Entlassungen bei Kurierdienst: Lieferando will Betriebsräte kicken
Der Lieferdienst ficht die Betriebsratswahl an und will den Großteil des Gremiums kündigen. Die Gewerkschaft spricht von Union Busting.
Das ist einer der wenigen Gründe, aus denen Wahlvorstände oder Betriebsratsmitglieder, die besonderen Kündigungsschutz genießen, gefeuert werden können. Außerdem hat Lieferando beim Arbeitsgericht die Anfechtung der Wahl beantragt.
Anfang August haben in Berlin rund 200 Kurierfahrer*innen einen Betriebsrat für die rund 1.400 Rider gewählt. Mit 17 Mitgliedern ist es der größte Betriebsrat bei Lieferando. Das Unternehmen bestätigte auf taz-Nachfrage, dass mittlerweile Verfahren gegen einzelne Betriebsräte eingeleitet wurden: „Mehrere Wahlvorstände stehen im Verdacht, sich monatelang auf Kosten des Arbeitgebers bereichert zu haben“, sie hätten „mit vielen tausend Arbeitsstunden ein Vielfaches des üblichen Aufwands für eine klar definierte Aufgabe eingereicht“, so eine Sprecherin.
Martina Bowens ist eine der Betriebsrät*innen, die gekündigt werden sollen. Sie hält die Vorwürfe von Lieferando für vorgeschoben, um den Betriebsrat an seiner Arbeit zu hindern. „Es geht nicht um Arbeitszeitbetrug, sie wollen uns los werden. Das ist eine klassische Union-Busting-Strategie“, sagt Bowens, die in Wirklichkeit anders heißt, aus Angst vor negativen Konsequenzen jedoch nicht mit ihrem richtigen Namen in der Zeitung stehen will.
Einschüchterungsversuche gegen Betriebsrät*innen
Der Begriff Union-Busting bezeichnet die systematische Zerschlagung, Ver- oder Behinderung von gewerkschaftlicher Arbeit – ein Vorwurf, den sich Lieferando bereits im Vorfeld der Betriebsratswahlen eingehandelt hatte.

Gesammeltes Material
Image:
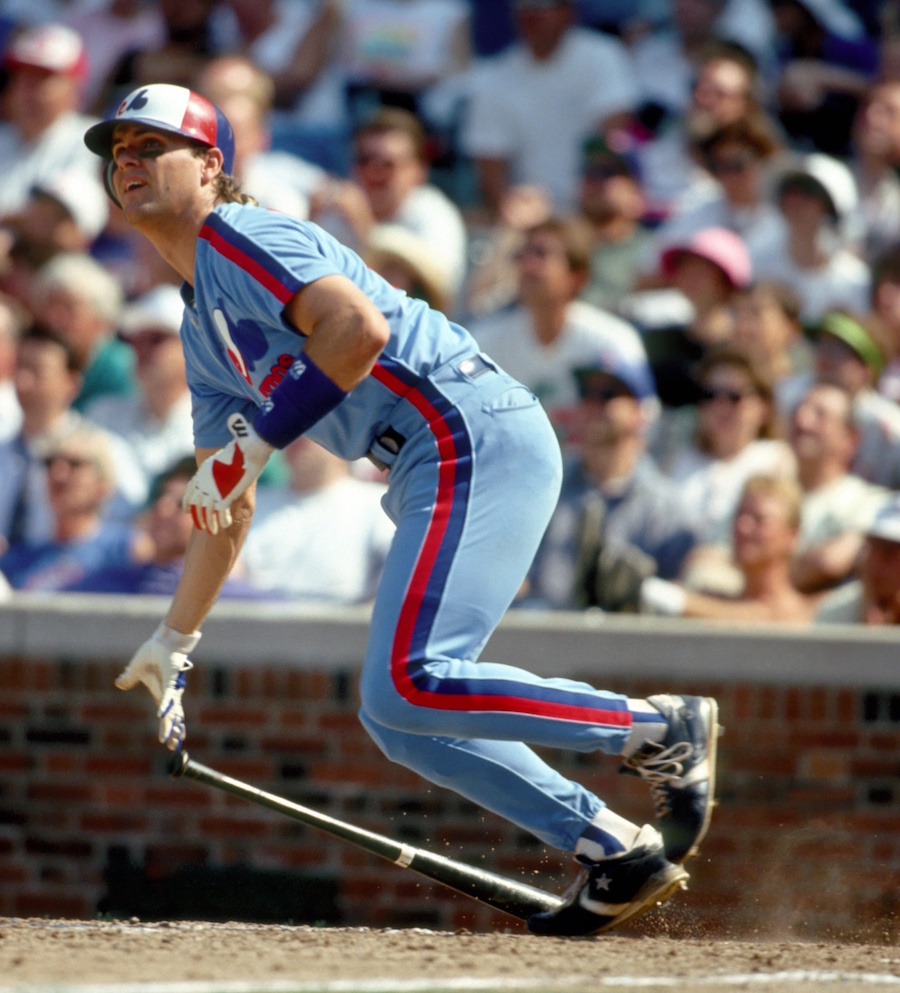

Arbeitsaufträge
**1.** Aus wie vielen Mitgliedern besteht laut dem Text über den Konflikt bei Lieferando der neu gewählte Betriebsrat in Berlin?
**2.** Knüpfen Sie an den Text über die Betriebsratswahl bei Lieferando an und schreiben Sie ihn nach dem letzten Satz weiter.

Schriftliche Antworten
**1.** Der Berliner Betriebsrat hat 17 Mitglieder.

**2.**
„Lieferando hat immer wieder die Herausgabe von Dokumenten hinausgezögert. Um uns dann vorzuwerfen, dass wir zu lange gebraucht und zu viele Stunden gearbeitet hätten“, empört sich Bowens. Nicht der einzige Fall, in dem ihnen „eine Falle“ gestellt worden sei. „Sie haben uns ein Büro gegeben, in das nur zwei Personen reinpassen, und das bei einem Wahlvorstand mit 11 Mitgliedern, 17 mit Stellvertreter*innen, plus Anwälte oder Gewerkschafter*innen“, erzählt die Fahrradkurierin der taz.
Weil sie dort nicht immer erreichbar waren, wittert Lieferando nun Betrug. „Sie geben uns keinen ausreichend großen Raum und beklagen dann, dass wir uns nicht darin getroffen hätten. Das ist absurd.“ Angst, nun ihren Job zu verlieren, hat Bowens dennoch nicht. „Die Vorwürfe sind alle ziemlich dünn und es ist auch nichts Neues, dass Lieferando versucht, Betriebsräte einzuschüchtern.“
Kündigungen als Druckmittel
Neu ist allerdings, dass Lieferando nicht nur gegen einzelne Mitglieder vorgeht, sondern versucht, nahezu den gesamten Betriebsrat loszuwerden. „Das hat eine ganz neue Qualität“, sagt Sebastian Riesner von der Gewerkschaft Nahrung-Genuss-Gaststätten, die, ebenso wie das Lieferando Workers Collective, mit einer eigenen Liste angetreten war.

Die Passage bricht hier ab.